Exercise details
Rewrite the rows below, replacing "innermost point" with "central point" everywhere and leaving everything else unchanged. Omit the pictures from your answer.

Exercise input
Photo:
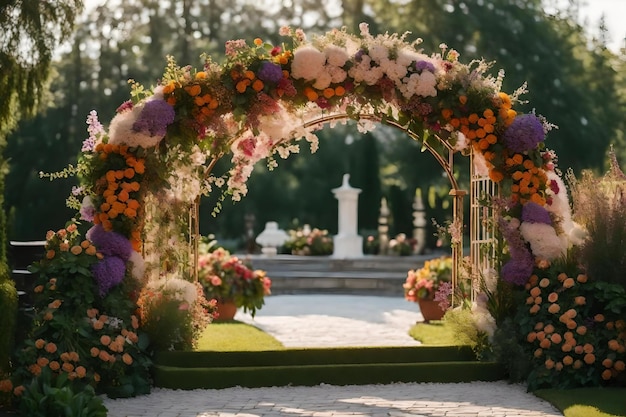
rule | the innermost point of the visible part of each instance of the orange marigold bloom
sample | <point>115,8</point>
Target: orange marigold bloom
<point>81,371</point>
<point>105,340</point>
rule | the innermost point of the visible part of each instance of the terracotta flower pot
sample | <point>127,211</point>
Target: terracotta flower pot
<point>430,309</point>
<point>226,310</point>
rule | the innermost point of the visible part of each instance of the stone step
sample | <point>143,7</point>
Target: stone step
<point>367,275</point>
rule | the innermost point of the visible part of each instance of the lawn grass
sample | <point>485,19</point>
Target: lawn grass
<point>434,333</point>
<point>587,402</point>
<point>232,336</point>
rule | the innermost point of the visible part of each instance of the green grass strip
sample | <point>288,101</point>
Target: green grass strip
<point>587,402</point>
<point>236,336</point>
<point>434,333</point>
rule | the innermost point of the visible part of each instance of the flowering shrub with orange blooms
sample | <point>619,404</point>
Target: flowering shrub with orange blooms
<point>574,330</point>
<point>92,338</point>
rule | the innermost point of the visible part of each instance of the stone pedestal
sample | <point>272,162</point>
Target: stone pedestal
<point>347,243</point>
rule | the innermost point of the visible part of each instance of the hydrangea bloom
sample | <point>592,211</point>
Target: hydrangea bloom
<point>518,270</point>
<point>270,72</point>
<point>108,273</point>
<point>535,213</point>
<point>110,243</point>
<point>154,118</point>
<point>524,134</point>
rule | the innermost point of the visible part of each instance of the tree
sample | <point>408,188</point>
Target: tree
<point>31,30</point>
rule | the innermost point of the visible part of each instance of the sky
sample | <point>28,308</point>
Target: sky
<point>614,12</point>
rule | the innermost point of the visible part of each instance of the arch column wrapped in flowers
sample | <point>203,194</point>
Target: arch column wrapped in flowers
<point>165,142</point>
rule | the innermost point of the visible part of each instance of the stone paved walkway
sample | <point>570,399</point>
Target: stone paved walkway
<point>313,320</point>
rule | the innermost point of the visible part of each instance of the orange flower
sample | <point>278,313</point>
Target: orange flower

Result for this exercise
Photo:
rule | the central point of the visible part of each instance of the orange marigold bloom
sample | <point>115,8</point>
Target: orange marigold bloom
<point>81,371</point>
<point>105,340</point>
rule | the central point of the visible part of each instance of the terracotta flower pot
sample | <point>127,211</point>
Target: terracotta flower pot
<point>430,309</point>
<point>226,310</point>
rule | the central point of the visible part of each instance of the stone step
sample | <point>143,7</point>
Target: stone step
<point>367,275</point>
rule | the central point of the visible part of each instance of the lawn grass
sample | <point>485,19</point>
Target: lawn grass
<point>434,333</point>
<point>587,402</point>
<point>232,336</point>
rule | the central point of the visible part of each instance of the green grass strip
sample | <point>288,101</point>
Target: green grass strip
<point>587,402</point>
<point>236,336</point>
<point>434,333</point>
rule | the central point of the visible part of each instance of the flowering shrub with orange blooms
sample | <point>619,404</point>
Target: flowering shrub with orange blooms
<point>574,330</point>
<point>92,338</point>
rule | the central point of the visible part of each instance of the stone pedestal
sample | <point>272,162</point>
Target: stone pedestal
<point>347,243</point>
rule | the central point of the visible part of each instance of the hydrangea bloom
sample | <point>592,211</point>
Target: hydrangea bloom
<point>518,270</point>
<point>270,72</point>
<point>108,273</point>
<point>535,213</point>
<point>110,243</point>
<point>154,118</point>
<point>524,134</point>
rule | the central point of the visible part of each instance of the tree
sample | <point>408,188</point>
Target: tree
<point>31,30</point>
rule | the central point of the visible part of each instance of the sky
sample | <point>28,308</point>
Target: sky
<point>614,12</point>
rule | the central point of the visible part of each instance of the arch column wrapped in flowers
sample | <point>203,194</point>
Target: arch column wrapped in flowers
<point>165,142</point>
rule | the central point of the visible part of each instance of the stone paved walkway
sample | <point>570,399</point>
Target: stone paved walkway
<point>313,320</point>
rule | the central point of the visible part of each instance of the orange flower
sample | <point>278,313</point>
Target: orange flower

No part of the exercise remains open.